**Description of the task**
Can you rewrite the listing below with "teal ocean water" changed to "turquoise sea water", keeping everything else the same and leaving out the pictures?

********************

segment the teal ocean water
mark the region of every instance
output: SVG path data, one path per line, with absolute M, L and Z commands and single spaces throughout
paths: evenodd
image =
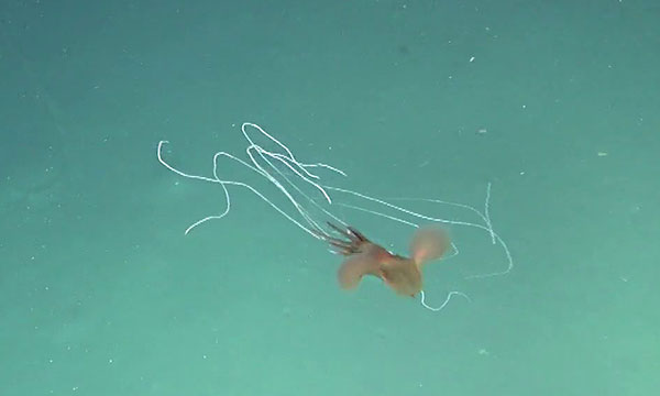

********************

**Answer for the task**
segment the turquoise sea water
mark the region of every instance
output: SVG path data, one path per line, with absolute M, L and Z commands and single spaces throughout
paths: evenodd
image =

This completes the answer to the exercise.